Passage given —
┄┄┄┄┄┄

# Grow Room Under Construction



## Shockeclipse (Apr 4, 2009)

Well I have been doing a little here and there, still need to work a few things out but tell me what you think.


----------



## Shockeclipse (Apr 4, 2009)

More pics


----------



## Shockeclipse (Apr 4, 2009)

more


----------



## Shockeclipse (Apr 4, 2009)

Well There ya go, I was one hose clamp short so I couldn't finish connecting the exhaust.  I still have to finish painting my buckets and get that all together.  I have to come up with a way to make a wall to cover the front with some type of access.  I will prolly just take the visqueen to the ceiling or tack it up and make some sort of flap door.


----------



## BuddyLuv (Apr 4, 2009)

Is that the ridgid aluminum ducting you are using? If so you might as well take it down now.


----------



## Shockeclipse (Apr 4, 2009)

BuddyLuv said:
			
		

> Is that the ridgid aluminum ducting you are using? If so you might as well take it down now.


What should I be using?


----------



## phatpharmer (Apr 4, 2009)

BuddyLuv said:
			
		

> Is that the ridgid aluminum ducting you are using? If so you might as well take it down now.

┄┄┄┄┄┄

Records supplied —

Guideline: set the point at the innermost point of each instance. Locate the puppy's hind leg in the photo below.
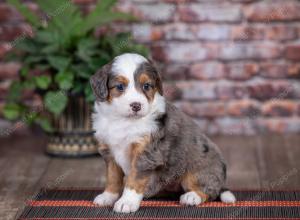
(193, 194)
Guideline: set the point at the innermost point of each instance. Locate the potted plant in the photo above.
(57, 62)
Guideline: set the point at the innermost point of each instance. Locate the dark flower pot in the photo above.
(73, 136)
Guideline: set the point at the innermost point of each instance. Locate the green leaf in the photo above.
(12, 111)
(28, 15)
(64, 80)
(87, 48)
(50, 49)
(29, 84)
(42, 82)
(44, 123)
(82, 71)
(29, 117)
(28, 45)
(15, 91)
(55, 102)
(45, 36)
(59, 62)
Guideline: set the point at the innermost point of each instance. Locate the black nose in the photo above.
(135, 106)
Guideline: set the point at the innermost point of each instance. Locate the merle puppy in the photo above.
(147, 143)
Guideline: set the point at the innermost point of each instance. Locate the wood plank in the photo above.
(292, 146)
(22, 164)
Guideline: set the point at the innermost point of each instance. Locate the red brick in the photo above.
(175, 72)
(179, 31)
(213, 13)
(9, 70)
(213, 32)
(273, 70)
(158, 52)
(278, 11)
(294, 70)
(245, 107)
(226, 90)
(292, 52)
(278, 125)
(246, 32)
(241, 71)
(203, 109)
(207, 70)
(279, 108)
(192, 90)
(171, 91)
(188, 52)
(280, 32)
(146, 33)
(232, 126)
(240, 51)
(261, 90)
(160, 12)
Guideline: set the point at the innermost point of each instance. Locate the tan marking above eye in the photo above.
(116, 80)
(113, 82)
(144, 78)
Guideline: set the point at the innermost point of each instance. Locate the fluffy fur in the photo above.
(154, 146)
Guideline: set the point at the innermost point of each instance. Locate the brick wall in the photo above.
(233, 65)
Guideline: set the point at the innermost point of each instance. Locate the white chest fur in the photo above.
(119, 134)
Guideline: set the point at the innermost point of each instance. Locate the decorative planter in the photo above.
(73, 136)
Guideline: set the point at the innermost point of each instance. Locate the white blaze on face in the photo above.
(126, 65)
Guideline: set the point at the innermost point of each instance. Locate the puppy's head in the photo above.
(129, 86)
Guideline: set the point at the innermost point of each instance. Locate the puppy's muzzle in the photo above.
(135, 106)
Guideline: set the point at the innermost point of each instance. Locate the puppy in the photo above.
(147, 143)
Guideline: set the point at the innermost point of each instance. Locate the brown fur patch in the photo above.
(190, 183)
(145, 78)
(113, 92)
(114, 177)
(134, 181)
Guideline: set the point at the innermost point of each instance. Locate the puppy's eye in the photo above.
(147, 86)
(120, 87)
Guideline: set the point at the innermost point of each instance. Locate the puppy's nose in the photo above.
(135, 106)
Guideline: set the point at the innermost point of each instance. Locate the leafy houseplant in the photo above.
(58, 61)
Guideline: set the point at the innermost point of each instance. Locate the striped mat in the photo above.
(77, 204)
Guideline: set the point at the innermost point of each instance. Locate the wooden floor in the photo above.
(270, 162)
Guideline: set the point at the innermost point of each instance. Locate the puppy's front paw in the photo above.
(129, 202)
(190, 198)
(106, 198)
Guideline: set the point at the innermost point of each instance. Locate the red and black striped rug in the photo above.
(77, 204)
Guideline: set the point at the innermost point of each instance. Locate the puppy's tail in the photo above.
(227, 196)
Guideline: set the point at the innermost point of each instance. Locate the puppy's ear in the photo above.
(158, 80)
(99, 83)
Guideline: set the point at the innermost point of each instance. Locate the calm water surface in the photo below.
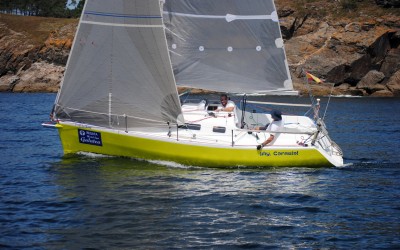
(51, 201)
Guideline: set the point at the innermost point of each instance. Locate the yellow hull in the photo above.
(121, 144)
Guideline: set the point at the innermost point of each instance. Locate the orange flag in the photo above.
(313, 78)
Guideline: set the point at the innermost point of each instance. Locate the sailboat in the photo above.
(119, 93)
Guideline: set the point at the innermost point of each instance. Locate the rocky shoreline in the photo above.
(359, 58)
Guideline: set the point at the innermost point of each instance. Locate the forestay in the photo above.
(227, 45)
(119, 65)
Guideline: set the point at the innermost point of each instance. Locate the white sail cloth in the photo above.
(227, 45)
(119, 69)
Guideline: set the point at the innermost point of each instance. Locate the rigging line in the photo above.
(173, 52)
(281, 104)
(173, 33)
(99, 113)
(229, 17)
(327, 104)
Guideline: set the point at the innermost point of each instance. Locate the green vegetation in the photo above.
(45, 8)
(337, 9)
(36, 29)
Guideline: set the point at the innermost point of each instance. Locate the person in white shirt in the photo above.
(226, 105)
(275, 125)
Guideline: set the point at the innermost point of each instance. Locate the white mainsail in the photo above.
(227, 45)
(119, 72)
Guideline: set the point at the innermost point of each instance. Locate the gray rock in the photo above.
(371, 79)
(40, 77)
(394, 83)
(7, 82)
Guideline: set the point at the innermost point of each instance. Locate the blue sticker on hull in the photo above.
(89, 137)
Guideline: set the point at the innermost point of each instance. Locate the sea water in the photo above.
(51, 201)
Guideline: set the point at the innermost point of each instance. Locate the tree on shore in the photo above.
(46, 8)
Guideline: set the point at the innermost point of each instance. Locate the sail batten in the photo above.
(119, 68)
(227, 45)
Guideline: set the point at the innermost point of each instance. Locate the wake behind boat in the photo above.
(119, 95)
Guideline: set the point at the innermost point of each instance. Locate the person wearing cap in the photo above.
(275, 125)
(226, 105)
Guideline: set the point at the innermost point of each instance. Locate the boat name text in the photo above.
(90, 137)
(279, 153)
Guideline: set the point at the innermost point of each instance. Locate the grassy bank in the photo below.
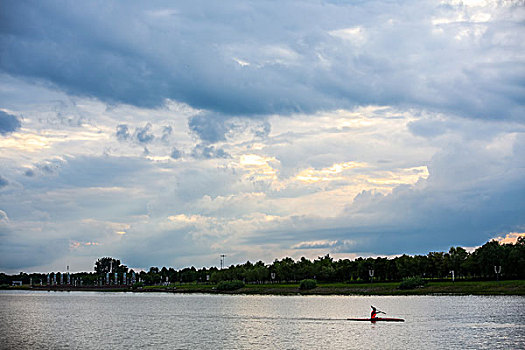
(461, 288)
(431, 288)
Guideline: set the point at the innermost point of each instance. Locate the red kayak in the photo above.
(377, 319)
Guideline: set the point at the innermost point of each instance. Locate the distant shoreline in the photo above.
(513, 287)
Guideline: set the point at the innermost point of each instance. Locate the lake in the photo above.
(95, 320)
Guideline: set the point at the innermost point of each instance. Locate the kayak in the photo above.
(377, 319)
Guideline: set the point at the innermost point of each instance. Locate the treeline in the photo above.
(490, 261)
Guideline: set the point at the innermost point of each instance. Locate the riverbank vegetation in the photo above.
(470, 271)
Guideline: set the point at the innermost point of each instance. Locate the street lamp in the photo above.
(497, 270)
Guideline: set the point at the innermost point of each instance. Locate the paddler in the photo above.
(375, 312)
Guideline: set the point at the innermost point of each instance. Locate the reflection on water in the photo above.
(88, 320)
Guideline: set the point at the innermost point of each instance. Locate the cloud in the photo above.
(122, 132)
(209, 128)
(3, 182)
(8, 123)
(175, 153)
(202, 151)
(210, 57)
(144, 134)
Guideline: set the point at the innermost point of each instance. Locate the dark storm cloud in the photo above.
(247, 58)
(209, 128)
(8, 123)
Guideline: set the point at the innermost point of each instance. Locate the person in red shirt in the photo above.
(375, 312)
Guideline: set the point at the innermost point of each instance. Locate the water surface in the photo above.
(92, 320)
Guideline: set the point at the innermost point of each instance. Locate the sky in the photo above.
(167, 133)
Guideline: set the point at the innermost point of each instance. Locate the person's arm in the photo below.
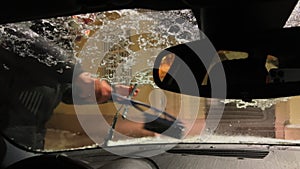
(47, 63)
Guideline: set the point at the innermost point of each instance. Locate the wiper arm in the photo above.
(168, 125)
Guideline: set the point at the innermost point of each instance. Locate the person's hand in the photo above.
(101, 89)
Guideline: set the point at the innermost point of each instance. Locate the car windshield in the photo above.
(120, 47)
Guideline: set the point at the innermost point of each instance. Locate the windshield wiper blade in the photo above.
(167, 125)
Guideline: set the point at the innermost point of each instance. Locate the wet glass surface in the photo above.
(120, 47)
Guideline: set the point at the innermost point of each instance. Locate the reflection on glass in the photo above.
(165, 65)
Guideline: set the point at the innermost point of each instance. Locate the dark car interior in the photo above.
(252, 26)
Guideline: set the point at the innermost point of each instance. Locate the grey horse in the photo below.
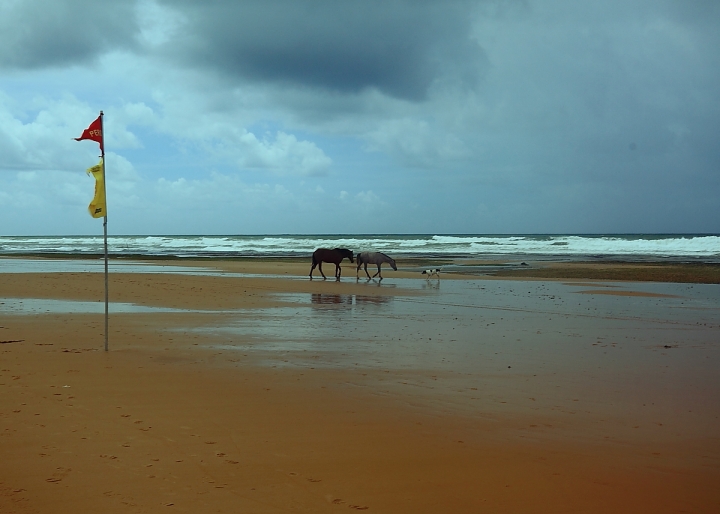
(365, 258)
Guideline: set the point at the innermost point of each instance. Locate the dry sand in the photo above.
(280, 394)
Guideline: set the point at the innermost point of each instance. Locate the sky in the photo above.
(358, 117)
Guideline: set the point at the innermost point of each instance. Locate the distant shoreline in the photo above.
(509, 267)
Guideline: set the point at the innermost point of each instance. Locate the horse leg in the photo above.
(378, 273)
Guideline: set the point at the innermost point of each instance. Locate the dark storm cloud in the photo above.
(399, 47)
(38, 34)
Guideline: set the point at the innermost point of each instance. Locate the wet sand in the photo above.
(258, 390)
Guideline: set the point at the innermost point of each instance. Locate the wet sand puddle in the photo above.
(482, 345)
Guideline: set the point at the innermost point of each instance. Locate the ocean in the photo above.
(674, 247)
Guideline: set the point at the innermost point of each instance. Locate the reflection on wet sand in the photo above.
(347, 299)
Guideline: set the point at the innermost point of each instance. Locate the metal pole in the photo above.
(105, 231)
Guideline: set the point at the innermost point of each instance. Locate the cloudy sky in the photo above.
(387, 116)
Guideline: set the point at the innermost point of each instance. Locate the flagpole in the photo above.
(102, 152)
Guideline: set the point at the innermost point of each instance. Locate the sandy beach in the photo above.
(243, 386)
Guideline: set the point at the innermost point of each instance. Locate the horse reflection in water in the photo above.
(331, 299)
(365, 258)
(346, 299)
(336, 255)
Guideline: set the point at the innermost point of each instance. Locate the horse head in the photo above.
(345, 253)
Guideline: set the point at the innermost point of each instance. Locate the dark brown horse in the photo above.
(336, 255)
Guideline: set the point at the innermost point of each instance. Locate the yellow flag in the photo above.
(98, 208)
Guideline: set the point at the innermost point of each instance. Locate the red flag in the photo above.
(94, 132)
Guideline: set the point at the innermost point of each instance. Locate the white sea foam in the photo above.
(651, 246)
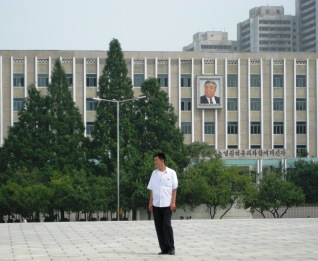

┄┄┄┄┄┄

Task objective — Carry the forum thread about the grow room build further, beginning right after its final quoted sentence.

Exercise output —
 
Buddy why should'nt he use ridgid ducting? I use this for my cabon filter just wondering why i shouldn't be using it?


----------



## D3 (Apr 4, 2009)

It's going to get hot & radiate heat. Your defeating the purpose of evacuating the heat out of the room. They do make insolated ones that are more flexable than the ridgid duct. I use a white plastic dryer hose. It flexable & strong & doesn't radiate heat. Sorry BuddyLuv, I didn't mean to jump in. Later Man


----------



## BuddyLuv (Apr 5, 2009)

phatpharmer said:
			
		

> Buddy why should'nt he use ridgid ducting? I use this for my cabon filter just wondering why i shouldn't be using it?


 
Because he is going to be moving that light up and down. It is fine for long runs, bending corners, and what not. However have you ever tried to move it up and down to afixed locations. It is just not going to work, been there done that. You can get aluminum flex hose at Lowe's or Home Depot, looks like shiny dryer duct. It will be much easier to move around. Once that hose (rigid duct) is bent a certain way that is where it is going to stay. When you try and move it up and down it will bend, kink, and just plain give you nothing but headaches.


----------



## BuddyLuv (Apr 5, 2009)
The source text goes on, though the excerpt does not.